** START OF RECORDS PROVIDED **

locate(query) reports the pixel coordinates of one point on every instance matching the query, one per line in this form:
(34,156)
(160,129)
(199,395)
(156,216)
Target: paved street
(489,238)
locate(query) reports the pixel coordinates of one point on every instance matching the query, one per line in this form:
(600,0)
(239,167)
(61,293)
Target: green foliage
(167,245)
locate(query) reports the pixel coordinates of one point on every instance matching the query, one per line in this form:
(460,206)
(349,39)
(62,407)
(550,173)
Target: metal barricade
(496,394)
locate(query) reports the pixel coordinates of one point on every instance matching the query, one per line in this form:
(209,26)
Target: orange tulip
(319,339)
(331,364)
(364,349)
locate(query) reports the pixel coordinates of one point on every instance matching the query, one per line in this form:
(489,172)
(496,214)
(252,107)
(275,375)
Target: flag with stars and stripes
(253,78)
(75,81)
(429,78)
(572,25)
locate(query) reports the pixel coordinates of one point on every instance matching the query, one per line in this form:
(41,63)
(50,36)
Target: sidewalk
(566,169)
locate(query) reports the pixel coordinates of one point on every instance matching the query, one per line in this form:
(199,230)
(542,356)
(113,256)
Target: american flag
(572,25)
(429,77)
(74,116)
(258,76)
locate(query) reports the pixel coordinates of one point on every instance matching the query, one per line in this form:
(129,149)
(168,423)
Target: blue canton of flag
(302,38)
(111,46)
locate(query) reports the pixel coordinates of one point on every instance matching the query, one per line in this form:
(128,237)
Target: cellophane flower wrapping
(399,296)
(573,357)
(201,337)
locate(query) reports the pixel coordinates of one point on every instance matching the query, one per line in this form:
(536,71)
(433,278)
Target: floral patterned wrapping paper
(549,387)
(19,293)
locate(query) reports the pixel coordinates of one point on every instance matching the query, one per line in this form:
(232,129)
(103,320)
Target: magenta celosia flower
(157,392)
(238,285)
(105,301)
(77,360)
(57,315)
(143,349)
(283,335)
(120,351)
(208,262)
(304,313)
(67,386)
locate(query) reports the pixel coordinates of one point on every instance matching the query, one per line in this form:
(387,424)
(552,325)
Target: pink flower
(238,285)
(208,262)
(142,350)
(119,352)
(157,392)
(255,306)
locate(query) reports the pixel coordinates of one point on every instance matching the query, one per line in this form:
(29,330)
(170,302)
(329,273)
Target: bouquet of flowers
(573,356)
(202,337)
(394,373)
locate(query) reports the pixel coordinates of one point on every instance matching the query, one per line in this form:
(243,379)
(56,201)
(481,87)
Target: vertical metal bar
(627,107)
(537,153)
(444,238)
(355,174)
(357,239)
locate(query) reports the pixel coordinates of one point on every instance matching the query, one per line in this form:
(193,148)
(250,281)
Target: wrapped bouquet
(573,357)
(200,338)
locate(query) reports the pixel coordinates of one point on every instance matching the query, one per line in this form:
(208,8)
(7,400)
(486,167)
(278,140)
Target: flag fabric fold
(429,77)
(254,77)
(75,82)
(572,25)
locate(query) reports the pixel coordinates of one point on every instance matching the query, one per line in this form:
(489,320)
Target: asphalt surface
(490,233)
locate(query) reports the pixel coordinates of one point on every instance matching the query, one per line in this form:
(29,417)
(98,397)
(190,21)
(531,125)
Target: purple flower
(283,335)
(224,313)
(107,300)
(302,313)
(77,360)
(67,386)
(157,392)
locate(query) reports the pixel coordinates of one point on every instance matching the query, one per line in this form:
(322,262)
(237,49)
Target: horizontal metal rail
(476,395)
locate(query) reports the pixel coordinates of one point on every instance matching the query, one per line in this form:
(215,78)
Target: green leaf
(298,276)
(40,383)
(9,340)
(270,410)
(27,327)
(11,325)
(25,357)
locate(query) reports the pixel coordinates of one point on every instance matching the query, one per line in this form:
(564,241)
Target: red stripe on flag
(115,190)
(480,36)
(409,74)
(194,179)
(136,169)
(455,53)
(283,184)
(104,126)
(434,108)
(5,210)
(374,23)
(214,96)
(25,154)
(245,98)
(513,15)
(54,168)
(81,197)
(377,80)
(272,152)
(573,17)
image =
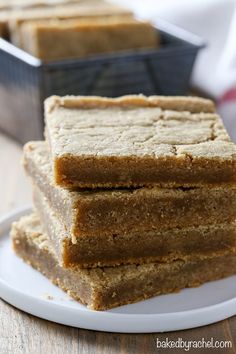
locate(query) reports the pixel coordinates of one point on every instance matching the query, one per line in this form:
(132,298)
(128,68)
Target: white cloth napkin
(215,22)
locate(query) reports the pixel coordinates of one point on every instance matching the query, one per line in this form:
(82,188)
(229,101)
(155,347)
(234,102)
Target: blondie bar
(117,211)
(104,288)
(63,12)
(134,247)
(138,141)
(51,40)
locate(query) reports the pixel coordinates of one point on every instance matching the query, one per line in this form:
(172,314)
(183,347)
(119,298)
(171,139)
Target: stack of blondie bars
(134,197)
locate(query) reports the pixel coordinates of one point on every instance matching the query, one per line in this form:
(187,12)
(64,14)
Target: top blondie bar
(138,141)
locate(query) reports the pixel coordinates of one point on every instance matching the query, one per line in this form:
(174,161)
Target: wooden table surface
(26,334)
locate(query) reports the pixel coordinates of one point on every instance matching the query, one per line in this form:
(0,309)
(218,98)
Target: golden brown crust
(133,247)
(175,103)
(94,37)
(101,212)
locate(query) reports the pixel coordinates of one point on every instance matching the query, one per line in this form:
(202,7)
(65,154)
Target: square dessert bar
(118,211)
(82,38)
(134,247)
(104,288)
(88,9)
(138,141)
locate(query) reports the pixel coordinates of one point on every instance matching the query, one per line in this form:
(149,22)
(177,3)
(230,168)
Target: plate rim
(191,318)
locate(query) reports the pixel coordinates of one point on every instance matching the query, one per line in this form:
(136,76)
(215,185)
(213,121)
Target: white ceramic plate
(28,290)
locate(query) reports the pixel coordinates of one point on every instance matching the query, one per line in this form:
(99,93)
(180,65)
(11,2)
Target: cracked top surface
(135,126)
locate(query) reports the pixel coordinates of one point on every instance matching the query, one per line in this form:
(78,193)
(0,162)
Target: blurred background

** END OF RECORDS PROVIDED **

■ **WORK TO DO**: Your copy should match the entries exactly, minus the pictures.

■ **RESPONSE FOR THIS EXERCISE**:
locate(query) reports the pixel coordinates of one point on every instance matching the query, one per line in this form:
(34,156)
(160,129)
(199,395)
(156,216)
Target: paved street
(489,238)
locate(query) reports the pixel coordinates of one point on every instance matching the query, one per line in this form:
(600,0)
(239,167)
(61,293)
Target: green foliage
(167,245)
locate(query) reports the pixel coordinates of one point on every instance matching the query, one per line in this form:
(460,206)
(349,39)
(62,407)
(550,173)
Target: metal barricade
(496,394)
locate(query) reports the pixel coordinates of one point on every instance matching the query, one per line in this form:
(209,26)
Target: orange tulip
(319,339)
(331,364)
(364,349)
locate(query) reports the pixel coordinates of one point on every instance matching the query, one per line in this form:
(489,172)
(496,214)
(252,107)
(275,375)
Target: flag with stars and stripes
(253,78)
(75,81)
(429,78)
(572,25)
locate(query) reports the pixel coordinates of one point on every instance matching the query, one per line in this form:
(41,63)
(50,36)
Target: sidewalk
(566,169)
locate(query) reports the pixel coordinates of one point on every instance matching the query, one per line in this form:
(199,230)
(542,356)
(113,256)
Target: american flag
(572,25)
(429,77)
(74,116)
(258,76)
locate(query) reports the pixel coordinates of one point on every instance matching the query, one per line in this form:
(129,149)
(168,423)
Target: blue canton of flag
(302,38)
(111,46)
locate(query) reports the pixel coordinates of one point on every instance matching the query, one per line in this form:
(128,237)
Target: cellophane flower wrapping
(399,296)
(573,357)
(201,337)
locate(query) reports the pixel coordinates of one point on every instance matching the query, one per line in this form:
(536,71)
(433,278)
Target: floral patterned wrapping paper
(549,387)
(19,293)
locate(query) reports the pixel coordinates of one point on every instance matching the query, one per line in this form:
(232,129)
(103,320)
Target: magenta celosia flower
(157,392)
(238,285)
(105,301)
(77,360)
(57,315)
(143,349)
(283,335)
(120,351)
(208,262)
(304,313)
(67,386)
locate(query) reports the pixel coordinates of one point on every instance matching the query, one per line in this form:
(387,424)
(552,325)
Target: pink flower
(238,285)
(208,262)
(142,350)
(119,352)
(157,392)
(255,306)
locate(query) reports the pixel coordinates of one point on every instance matching the query, one per line in this form:
(29,330)
(170,302)
(329,273)
Target: bouquet of flowers
(573,356)
(202,337)
(394,373)
locate(query) reports the pixel coordinates of one point on every instance matching the query, one per line in this form:
(243,379)
(56,201)
(481,87)
Target: vertical metal bar
(627,107)
(537,153)
(444,238)
(355,174)
(357,239)
locate(query) reports the pixel coordinates of one point on every instance matching the query, one per line in this form:
(193,148)
(250,281)
Target: wrapped bouquet
(573,357)
(200,338)
locate(query) reports the pixel coordinates of one point on every instance matching the query, one per line in this form:
(208,8)
(7,400)
(486,167)
(278,140)
Target: flag fabric fold
(429,77)
(254,77)
(75,82)
(572,25)
locate(query) reports the pixel coordinates of one point on every instance matching the query, one per line in this form:
(489,320)
Target: asphalt surface
(490,233)
locate(query) reports the pixel coordinates of one point on every instance matching the query, one per line in this form:
(29,417)
(98,397)
(190,21)
(531,125)
Target: purple flower
(283,335)
(224,313)
(107,300)
(302,313)
(77,360)
(67,386)
(157,392)
locate(query) reports the pixel coordinates of one point on every instance matching the query, one per line in this form:
(322,262)
(237,49)
Target: horizontal metal rail
(476,395)
locate(query) reports the pixel coordinates of one point on every instance matching the query, one per line in this form:
(215,78)
Target: green leaf
(298,276)
(40,383)
(9,340)
(270,410)
(27,327)
(11,325)
(25,357)
locate(query) reports the pixel coordinates of one point on every instance matching the query, one per line in this form:
(564,241)
Target: red stripe on flag
(115,190)
(480,36)
(409,74)
(194,179)
(136,169)
(455,53)
(283,184)
(104,126)
(434,108)
(5,210)
(374,23)
(214,96)
(25,154)
(245,98)
(513,15)
(54,168)
(81,197)
(377,80)
(272,152)
(573,17)
image =
locate(query) reports the pixel coordinates of one point on every instance matching the query, one per line in this form:
(132,298)
(128,68)
Target: white cloth napkin
(215,22)
locate(query) reports the pixel coordinates of one point on every instance matching the query, one per line in this form:
(82,188)
(229,101)
(155,347)
(234,102)
Target: blondie bar
(117,211)
(104,288)
(63,12)
(134,247)
(138,141)
(51,40)
locate(query) reports the pixel coordinates of one point on every instance matching the query, one per line in this form:
(172,314)
(183,347)
(119,298)
(171,139)
Target: stack of blondie bars
(134,197)
locate(query) reports the pixel coordinates of one point on every instance matching the query, one per line in this form:
(187,12)
(64,14)
Target: top blondie bar
(138,141)
locate(query) reports the pixel coordinates of one point on every instance matching the query, one per line in this form:
(174,161)
Target: wooden table surface
(26,334)
locate(query) reports the pixel coordinates of one point on every instance matching the query, one per line in this form:
(0,309)
(218,98)
Target: golden brown crust
(133,247)
(175,103)
(94,37)
(101,212)
locate(query) reports the pixel coordinates of one point on every instance matching the query, one per line in this form:
(202,7)
(65,154)
Target: square dessert bar
(118,211)
(82,38)
(134,247)
(104,288)
(88,9)
(138,141)
locate(query) reports the pixel coordinates of one point on every instance matching the query, one per line in this form:
(149,22)
(177,3)
(230,168)
Target: plate rim
(191,318)
locate(query) reports the pixel coordinates of one point on every instance matching the query, one per line in this form:
(136,76)
(215,185)
(213,121)
Target: white ceramic plate
(28,290)
locate(query) reports the pixel coordinates of one point on every instance matching the query, one per line in this form:
(99,93)
(180,65)
(11,2)
Target: cracked top surface
(135,126)
locate(query) reports the pixel coordinates of one point on every instance matching the query, one per line in this form:
(78,193)
(0,162)
Target: blurred background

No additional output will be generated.